--- Task inputs Enclosed Below ---

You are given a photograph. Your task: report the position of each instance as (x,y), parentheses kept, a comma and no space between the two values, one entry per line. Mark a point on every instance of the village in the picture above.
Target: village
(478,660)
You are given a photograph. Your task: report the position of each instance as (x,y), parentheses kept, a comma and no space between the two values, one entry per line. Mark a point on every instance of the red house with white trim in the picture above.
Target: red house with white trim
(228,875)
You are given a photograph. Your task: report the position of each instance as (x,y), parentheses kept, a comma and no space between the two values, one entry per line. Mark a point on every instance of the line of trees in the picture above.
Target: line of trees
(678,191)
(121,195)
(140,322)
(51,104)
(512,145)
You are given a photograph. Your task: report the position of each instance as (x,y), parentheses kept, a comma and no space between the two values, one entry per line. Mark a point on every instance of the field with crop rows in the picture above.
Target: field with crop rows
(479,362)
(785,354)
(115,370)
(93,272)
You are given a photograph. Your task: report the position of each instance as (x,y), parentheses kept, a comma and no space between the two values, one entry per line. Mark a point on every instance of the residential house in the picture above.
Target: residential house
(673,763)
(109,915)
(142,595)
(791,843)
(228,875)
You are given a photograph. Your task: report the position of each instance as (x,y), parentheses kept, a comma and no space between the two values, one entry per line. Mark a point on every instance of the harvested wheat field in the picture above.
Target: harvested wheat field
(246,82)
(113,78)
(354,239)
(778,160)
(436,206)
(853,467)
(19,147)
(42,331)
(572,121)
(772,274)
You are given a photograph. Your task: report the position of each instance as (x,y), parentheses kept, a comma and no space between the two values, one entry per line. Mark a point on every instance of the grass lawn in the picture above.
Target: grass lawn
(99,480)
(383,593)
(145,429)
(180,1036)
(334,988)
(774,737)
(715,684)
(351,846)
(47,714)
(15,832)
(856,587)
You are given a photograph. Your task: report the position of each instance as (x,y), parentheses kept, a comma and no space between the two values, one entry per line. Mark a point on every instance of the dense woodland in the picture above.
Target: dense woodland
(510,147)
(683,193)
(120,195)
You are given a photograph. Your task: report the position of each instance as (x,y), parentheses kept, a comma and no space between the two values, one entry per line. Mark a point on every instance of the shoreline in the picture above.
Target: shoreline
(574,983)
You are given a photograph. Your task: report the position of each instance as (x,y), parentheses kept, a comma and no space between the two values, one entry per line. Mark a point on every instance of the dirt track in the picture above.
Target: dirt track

--- End of Enclosed Task inputs ---

### [Work task]
Show every line of the listing in which the string "track" can be found.

### [Response box]
You are given a photograph. Your task: report the position of each instance as (x,y), parentheses kept, a comma and no space between the two values, one entry per line. Mark a point on every instance of the dirt track in the picture above.
Target: dirt track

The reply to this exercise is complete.